[start of Data provided]
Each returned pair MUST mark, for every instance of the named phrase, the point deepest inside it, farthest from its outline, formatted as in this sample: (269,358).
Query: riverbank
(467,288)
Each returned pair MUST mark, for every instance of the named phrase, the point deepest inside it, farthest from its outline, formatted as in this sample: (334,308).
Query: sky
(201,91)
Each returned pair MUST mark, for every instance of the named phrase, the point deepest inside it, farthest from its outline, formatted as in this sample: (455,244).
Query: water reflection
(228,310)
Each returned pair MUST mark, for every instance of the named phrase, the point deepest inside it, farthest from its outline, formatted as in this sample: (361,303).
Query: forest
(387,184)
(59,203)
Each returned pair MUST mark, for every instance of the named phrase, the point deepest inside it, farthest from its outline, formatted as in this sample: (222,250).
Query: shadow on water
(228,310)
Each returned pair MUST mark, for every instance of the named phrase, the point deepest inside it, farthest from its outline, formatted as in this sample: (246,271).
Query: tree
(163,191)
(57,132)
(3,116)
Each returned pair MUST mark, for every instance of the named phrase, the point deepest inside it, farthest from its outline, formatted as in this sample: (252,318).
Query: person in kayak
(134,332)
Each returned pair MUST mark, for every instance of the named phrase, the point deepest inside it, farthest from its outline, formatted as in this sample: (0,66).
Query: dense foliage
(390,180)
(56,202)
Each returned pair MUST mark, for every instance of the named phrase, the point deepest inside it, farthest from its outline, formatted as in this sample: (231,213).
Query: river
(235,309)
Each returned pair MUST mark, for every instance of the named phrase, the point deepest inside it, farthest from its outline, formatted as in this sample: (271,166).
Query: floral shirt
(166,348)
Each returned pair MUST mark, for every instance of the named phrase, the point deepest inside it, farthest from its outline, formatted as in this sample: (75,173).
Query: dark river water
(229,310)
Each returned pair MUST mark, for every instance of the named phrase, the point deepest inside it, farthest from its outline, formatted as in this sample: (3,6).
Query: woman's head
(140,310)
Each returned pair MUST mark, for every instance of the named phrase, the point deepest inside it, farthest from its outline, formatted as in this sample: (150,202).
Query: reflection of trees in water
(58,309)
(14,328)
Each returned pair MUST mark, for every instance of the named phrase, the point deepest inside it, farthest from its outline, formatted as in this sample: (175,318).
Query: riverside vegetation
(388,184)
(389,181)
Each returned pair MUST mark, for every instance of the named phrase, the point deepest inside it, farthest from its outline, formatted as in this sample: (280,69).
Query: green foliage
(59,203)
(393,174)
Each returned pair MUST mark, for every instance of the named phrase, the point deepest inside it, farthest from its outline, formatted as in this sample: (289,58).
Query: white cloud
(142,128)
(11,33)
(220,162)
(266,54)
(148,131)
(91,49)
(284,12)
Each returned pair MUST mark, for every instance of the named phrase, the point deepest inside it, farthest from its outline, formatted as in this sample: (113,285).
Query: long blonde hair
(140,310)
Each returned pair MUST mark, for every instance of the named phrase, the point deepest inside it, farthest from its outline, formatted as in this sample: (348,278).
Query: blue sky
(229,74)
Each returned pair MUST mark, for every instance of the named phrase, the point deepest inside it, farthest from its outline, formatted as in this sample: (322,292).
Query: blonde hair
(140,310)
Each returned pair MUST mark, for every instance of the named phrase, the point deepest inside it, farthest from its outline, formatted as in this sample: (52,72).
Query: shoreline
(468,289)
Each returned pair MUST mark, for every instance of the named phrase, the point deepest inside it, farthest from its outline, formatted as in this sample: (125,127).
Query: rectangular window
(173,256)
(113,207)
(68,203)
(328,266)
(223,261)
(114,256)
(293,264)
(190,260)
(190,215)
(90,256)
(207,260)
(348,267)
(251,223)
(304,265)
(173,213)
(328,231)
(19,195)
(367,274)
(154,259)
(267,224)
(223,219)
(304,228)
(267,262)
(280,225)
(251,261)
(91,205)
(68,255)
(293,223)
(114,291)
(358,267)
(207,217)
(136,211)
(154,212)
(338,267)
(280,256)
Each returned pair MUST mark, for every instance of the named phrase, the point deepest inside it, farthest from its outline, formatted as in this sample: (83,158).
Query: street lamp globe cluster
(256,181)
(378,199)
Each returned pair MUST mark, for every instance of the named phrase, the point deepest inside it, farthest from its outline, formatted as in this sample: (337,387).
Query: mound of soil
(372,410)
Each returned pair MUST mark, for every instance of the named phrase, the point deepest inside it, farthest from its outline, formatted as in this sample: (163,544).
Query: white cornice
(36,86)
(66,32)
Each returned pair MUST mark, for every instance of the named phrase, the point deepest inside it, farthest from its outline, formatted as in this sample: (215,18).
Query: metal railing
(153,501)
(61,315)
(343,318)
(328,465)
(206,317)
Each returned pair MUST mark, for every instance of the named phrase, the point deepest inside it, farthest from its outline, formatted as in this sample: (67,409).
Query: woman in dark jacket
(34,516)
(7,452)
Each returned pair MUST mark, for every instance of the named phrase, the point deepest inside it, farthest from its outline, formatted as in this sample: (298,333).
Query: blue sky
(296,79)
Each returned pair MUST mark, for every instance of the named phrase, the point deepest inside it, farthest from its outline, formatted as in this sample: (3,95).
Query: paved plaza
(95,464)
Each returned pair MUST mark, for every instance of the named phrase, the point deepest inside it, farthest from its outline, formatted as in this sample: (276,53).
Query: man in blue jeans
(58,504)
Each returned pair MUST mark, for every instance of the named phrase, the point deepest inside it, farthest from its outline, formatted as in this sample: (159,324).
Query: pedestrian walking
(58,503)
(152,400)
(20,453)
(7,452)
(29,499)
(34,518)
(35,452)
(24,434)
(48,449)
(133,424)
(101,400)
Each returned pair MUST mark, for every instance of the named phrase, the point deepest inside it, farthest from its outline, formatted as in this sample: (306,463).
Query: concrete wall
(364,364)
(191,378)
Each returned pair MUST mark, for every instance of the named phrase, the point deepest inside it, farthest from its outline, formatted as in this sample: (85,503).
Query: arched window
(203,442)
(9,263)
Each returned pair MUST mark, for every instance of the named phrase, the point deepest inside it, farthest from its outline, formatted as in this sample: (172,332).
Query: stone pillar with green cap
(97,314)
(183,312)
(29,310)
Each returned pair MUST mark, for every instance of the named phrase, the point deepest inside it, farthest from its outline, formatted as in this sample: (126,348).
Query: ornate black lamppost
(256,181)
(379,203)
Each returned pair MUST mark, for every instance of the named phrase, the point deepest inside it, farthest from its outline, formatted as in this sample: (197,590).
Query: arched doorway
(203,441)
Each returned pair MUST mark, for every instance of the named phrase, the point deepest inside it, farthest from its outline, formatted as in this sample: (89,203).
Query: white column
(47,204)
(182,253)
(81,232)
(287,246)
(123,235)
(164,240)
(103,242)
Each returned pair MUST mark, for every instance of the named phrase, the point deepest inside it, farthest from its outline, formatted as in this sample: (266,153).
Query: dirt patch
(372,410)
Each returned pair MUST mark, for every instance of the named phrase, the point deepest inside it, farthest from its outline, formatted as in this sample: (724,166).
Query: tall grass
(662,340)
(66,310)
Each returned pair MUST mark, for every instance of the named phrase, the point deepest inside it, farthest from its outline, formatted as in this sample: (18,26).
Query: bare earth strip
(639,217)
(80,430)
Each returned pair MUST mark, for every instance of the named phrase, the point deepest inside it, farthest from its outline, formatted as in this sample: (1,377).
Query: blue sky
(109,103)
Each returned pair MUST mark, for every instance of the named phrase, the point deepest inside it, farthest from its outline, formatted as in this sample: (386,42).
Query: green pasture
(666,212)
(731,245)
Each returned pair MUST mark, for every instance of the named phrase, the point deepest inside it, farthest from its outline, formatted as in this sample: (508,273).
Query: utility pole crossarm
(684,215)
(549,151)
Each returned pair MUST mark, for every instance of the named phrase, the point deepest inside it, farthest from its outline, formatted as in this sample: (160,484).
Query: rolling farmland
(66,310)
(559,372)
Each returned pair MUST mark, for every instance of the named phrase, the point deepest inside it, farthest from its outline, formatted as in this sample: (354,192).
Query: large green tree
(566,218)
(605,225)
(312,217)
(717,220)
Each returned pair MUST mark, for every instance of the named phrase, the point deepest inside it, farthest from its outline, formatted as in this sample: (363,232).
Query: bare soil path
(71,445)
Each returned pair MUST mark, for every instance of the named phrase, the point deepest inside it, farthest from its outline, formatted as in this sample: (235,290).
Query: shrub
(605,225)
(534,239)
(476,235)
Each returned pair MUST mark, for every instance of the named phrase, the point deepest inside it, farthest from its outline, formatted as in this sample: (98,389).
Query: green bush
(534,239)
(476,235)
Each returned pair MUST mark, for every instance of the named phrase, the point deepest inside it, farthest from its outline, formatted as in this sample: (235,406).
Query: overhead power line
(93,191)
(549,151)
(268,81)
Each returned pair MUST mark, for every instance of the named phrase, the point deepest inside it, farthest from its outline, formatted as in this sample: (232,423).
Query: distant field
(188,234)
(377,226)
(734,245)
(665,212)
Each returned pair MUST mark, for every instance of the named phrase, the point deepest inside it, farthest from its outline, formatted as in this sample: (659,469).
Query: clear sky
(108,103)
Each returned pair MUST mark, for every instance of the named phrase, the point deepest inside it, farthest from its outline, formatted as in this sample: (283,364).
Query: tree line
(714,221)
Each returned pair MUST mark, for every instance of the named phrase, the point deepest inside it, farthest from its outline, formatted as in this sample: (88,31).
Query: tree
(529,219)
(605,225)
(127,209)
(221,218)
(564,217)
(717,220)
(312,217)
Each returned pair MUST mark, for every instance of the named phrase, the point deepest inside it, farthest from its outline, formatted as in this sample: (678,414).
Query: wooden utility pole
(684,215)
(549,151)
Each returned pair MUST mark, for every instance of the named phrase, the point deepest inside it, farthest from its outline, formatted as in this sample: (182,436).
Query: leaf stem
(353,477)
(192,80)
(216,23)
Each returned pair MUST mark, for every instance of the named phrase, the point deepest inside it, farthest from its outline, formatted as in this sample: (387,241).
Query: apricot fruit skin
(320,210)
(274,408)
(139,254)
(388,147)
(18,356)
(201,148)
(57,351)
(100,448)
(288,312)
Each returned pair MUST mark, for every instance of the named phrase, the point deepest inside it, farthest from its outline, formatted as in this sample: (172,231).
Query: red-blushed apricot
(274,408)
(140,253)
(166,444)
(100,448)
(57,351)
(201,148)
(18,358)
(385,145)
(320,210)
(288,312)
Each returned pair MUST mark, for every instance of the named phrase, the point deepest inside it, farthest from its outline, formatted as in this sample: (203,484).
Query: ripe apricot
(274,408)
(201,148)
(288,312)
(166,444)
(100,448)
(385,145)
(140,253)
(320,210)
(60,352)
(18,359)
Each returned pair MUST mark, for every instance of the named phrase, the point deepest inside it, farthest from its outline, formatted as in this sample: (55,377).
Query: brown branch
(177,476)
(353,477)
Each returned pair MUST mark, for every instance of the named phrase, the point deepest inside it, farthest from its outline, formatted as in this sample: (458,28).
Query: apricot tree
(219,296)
[end of Data provided]
Aim:
What are the lines from the one with "this sample: (203,484)." through the last line of the records above? Quote them exactly and add nothing.

Answer:
Each returned pair MUST mark, for every instance of the named phrase, the point deepest inside it, farthest from its outline, formatted as in this sample: (203,484).
Query: ripe apricot
(274,408)
(201,148)
(288,312)
(166,444)
(100,448)
(385,145)
(140,253)
(320,210)
(60,352)
(18,359)
Each returned pair MUST mark, for every instance of the named phrase, the point deepest inside it, farthest from its outline, formatted as in this sample: (55,377).
Query: brown branch
(177,476)
(353,477)
Each returned pair MUST mark, for every instance of the named phrase, the point deepest inside it, farthest from its outline, formatted as in this sample: (458,28).
Query: apricot tree
(219,296)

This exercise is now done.